(Entries from a dataset)
════════════════

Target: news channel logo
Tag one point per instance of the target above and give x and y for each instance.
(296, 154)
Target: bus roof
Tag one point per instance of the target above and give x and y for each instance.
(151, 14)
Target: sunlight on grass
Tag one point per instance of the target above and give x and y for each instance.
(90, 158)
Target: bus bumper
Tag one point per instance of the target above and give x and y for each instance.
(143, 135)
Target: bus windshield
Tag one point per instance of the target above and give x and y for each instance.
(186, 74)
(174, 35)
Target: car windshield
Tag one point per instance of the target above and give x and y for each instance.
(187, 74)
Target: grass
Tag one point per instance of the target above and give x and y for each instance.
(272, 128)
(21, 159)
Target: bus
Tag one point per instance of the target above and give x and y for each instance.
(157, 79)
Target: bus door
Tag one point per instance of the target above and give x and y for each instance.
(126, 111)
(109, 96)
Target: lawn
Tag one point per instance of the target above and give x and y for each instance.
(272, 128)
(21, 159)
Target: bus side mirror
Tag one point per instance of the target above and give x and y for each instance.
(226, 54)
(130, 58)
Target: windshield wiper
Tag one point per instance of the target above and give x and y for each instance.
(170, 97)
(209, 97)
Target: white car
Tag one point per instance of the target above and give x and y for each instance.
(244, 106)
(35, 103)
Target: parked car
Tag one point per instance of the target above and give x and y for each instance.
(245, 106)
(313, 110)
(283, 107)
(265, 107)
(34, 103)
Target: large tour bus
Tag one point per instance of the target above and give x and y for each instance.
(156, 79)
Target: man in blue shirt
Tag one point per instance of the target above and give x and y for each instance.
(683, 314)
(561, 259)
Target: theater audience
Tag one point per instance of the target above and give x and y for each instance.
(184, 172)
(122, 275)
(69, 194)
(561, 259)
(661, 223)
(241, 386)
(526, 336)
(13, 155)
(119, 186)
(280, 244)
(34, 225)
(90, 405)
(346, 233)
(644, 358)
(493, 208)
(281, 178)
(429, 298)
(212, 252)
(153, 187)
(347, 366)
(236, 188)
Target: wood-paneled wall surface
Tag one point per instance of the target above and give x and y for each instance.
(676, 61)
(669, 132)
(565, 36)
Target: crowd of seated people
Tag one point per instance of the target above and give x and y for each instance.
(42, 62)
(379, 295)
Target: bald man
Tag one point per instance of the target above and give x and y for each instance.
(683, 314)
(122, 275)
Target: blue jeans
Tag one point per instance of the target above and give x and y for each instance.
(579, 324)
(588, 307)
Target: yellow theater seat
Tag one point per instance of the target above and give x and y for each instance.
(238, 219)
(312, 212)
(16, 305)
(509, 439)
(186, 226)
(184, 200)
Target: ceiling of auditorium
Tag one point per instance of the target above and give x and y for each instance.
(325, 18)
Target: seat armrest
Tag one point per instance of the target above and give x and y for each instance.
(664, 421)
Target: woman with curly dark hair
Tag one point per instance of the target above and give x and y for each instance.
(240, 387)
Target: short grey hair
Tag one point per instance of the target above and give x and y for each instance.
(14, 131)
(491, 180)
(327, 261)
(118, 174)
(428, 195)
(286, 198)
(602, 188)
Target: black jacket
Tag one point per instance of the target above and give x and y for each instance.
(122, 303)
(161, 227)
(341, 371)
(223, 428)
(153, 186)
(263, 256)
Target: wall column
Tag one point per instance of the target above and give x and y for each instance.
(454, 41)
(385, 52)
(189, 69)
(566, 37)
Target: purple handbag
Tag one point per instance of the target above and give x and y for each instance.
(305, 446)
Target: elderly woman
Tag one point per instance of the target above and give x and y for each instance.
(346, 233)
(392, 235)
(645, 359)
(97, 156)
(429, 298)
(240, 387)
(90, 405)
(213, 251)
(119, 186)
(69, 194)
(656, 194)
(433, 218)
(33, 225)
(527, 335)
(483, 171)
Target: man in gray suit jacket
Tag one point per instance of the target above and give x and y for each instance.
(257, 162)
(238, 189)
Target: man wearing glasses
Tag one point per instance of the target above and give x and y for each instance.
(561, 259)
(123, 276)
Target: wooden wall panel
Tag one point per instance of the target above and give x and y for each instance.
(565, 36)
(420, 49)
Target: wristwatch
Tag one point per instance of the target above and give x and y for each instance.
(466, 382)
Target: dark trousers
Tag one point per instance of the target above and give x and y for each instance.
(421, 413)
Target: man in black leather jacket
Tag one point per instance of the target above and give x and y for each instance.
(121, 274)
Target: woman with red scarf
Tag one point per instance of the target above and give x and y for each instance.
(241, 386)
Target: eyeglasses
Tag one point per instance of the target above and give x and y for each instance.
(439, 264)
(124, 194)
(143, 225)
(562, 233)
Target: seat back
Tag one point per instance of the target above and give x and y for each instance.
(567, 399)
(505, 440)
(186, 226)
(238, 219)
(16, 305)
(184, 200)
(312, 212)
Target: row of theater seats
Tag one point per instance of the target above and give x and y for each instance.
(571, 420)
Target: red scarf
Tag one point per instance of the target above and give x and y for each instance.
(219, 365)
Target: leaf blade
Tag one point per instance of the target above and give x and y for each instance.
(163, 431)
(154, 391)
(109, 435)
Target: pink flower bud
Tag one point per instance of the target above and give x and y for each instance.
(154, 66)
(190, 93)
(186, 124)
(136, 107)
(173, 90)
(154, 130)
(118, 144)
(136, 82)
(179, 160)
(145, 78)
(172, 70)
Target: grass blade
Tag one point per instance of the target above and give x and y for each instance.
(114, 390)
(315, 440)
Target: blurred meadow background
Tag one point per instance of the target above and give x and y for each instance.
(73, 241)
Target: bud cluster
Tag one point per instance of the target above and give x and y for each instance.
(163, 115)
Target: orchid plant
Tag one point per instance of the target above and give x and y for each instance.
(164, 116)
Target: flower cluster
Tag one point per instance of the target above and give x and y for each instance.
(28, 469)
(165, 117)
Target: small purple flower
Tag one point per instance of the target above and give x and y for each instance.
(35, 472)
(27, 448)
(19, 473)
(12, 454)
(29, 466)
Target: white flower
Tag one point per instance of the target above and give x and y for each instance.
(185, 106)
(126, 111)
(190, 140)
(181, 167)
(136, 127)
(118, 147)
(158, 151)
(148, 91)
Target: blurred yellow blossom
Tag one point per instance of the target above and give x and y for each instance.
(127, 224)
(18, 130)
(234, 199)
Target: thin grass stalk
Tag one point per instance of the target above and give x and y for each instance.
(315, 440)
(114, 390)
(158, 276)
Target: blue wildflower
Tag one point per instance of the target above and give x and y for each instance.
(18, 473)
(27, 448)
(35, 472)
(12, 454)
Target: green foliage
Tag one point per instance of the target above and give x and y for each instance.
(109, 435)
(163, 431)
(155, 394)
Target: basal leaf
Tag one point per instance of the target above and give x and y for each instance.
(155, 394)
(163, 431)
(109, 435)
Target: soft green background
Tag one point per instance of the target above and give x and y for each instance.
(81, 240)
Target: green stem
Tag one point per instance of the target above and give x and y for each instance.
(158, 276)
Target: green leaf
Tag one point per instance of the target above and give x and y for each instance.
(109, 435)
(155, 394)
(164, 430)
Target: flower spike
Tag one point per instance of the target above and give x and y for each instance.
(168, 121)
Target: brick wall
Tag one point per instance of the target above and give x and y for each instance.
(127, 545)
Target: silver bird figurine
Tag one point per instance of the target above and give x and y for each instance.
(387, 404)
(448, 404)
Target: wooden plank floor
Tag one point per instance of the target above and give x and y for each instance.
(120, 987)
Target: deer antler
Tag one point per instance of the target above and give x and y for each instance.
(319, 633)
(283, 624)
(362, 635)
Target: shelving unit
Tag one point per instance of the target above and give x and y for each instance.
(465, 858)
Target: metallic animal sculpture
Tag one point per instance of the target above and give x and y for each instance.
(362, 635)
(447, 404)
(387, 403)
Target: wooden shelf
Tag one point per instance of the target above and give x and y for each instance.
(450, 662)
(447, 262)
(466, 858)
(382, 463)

════════════════

● **Task directions**:
All lines from the one containing "Target: blue wildflower" through the end of the records, both ends included, are to be quoted exactly; please add nothing else.

● **Response for this exercise**:
Target: blue wildflower
Tag one point per instance of the target above and give x and y for each instance.
(18, 473)
(27, 448)
(35, 472)
(12, 454)
Target: green foliage
Tag one point per instance of the target above and give x and y for each instance.
(109, 435)
(163, 431)
(155, 394)
Target: basal leaf
Tag one point per instance of the target above and give x and y for each instance.
(155, 394)
(163, 431)
(109, 435)
Target: soft green background
Tag one point per instance of the target above and give x and y for each instance.
(81, 240)
Target: green stem
Tag one point per instance of the target above and give x and y for each instance.
(158, 276)
Target: green leaf
Tag one point per instance of the target above and give x and y for each instance.
(109, 435)
(155, 394)
(164, 430)
Target: flower spike
Tag one point per instance of the target above and give x and y for each instance.
(168, 121)
Target: brick wall
Tag one point per instance of the target above and give x and y for each instance.
(127, 545)
Target: silver bird figurine
Tag one point per instance of the target above and give x and y for each instance.
(387, 404)
(448, 404)
Target: wooden plank floor
Tag one point per instance of the target above and give x and y for each instance.
(120, 987)
Target: deer antler
Tag one point per instance of the target above and give x and y for each instance.
(319, 633)
(283, 624)
(362, 635)
Target: shelving unit
Tag one point per instance of the target above and give x and y for each instance.
(465, 858)
Target: metallic animal sculpture
Tag one point per instance of the target above and give x and y for each instance.
(362, 635)
(447, 404)
(387, 403)
Target: wooden shelf
Tag one point per instance of the target above and give x and y for each instance.
(450, 662)
(447, 262)
(466, 858)
(382, 463)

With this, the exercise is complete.